======== DATA SUPPLIED

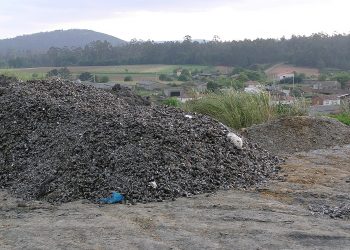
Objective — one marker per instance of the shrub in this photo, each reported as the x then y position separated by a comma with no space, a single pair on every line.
104,79
86,76
128,79
164,77
240,109
235,109
174,102
342,117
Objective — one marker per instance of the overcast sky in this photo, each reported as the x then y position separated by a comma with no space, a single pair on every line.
161,20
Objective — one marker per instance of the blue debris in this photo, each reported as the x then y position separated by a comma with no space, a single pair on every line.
114,198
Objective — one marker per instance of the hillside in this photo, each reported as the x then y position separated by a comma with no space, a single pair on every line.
41,42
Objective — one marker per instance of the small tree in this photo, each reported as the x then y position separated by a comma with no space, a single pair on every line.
86,76
164,77
64,73
128,79
103,79
185,75
212,86
51,73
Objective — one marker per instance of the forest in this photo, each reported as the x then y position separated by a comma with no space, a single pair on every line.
318,50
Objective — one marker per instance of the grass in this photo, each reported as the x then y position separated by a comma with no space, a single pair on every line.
115,73
241,110
342,117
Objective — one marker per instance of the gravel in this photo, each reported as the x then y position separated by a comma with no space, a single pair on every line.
61,142
300,133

================

THE EXERCISE: Rewrite every line of the records above as a Markdown table with the columns Row and Line. Number the rows, skip blank lines, and omit the pictures.

FINISHED TASK:
| Row | Line |
|---|---|
| 1 | Objective — one marker per instance of the shrub in this photo, each reported as the x then y position separated by a comma with no space, a single pair on every line. |
| 2 | 104,79 |
| 3 | 86,76 |
| 4 | 128,79 |
| 5 | 164,77 |
| 6 | 240,109 |
| 7 | 235,109 |
| 8 | 174,102 |
| 9 | 342,117 |
| 10 | Objective — one marker per instance of the overcast sky in this photo, each reported as the x then y position separated by a comma with no space, a single pair on every line. |
| 11 | 161,20 |
| 12 | Objective — one marker per instance of the blue debris in this photo, each reported as the x then y position separated by a comma with no space, a single pair on every line. |
| 13 | 114,198 |
| 14 | Objective — one marker per instance of the hillside in this photo, each reported as the x then y position separated by a comma with no space, a single pair on every line. |
| 15 | 41,42 |
| 16 | Objective — one marker per instance of the small tree in this photo, each reported as the x then y position separated by a comma with no space, a single pair on every line. |
| 17 | 86,76 |
| 18 | 164,77 |
| 19 | 64,73 |
| 20 | 128,79 |
| 21 | 103,79 |
| 22 | 185,75 |
| 23 | 212,86 |
| 24 | 51,73 |
| 25 | Objective — one marker per instance of the forest in this photo, each reported as the x then y position separated by a comma with no space, a single pair on every line. |
| 26 | 318,50 |
| 27 | Objective — one marker per instance of the grass in this photo, each reported as the x then y position separated by a comma with no space, a single pair on every line. |
| 28 | 115,73 |
| 29 | 241,110 |
| 30 | 342,117 |
| 31 | Objective — one marker per instance of the gravel in this photo, each reported as the x then y position separated by a comma with no space, a single pair on every line. |
| 32 | 61,142 |
| 33 | 300,133 |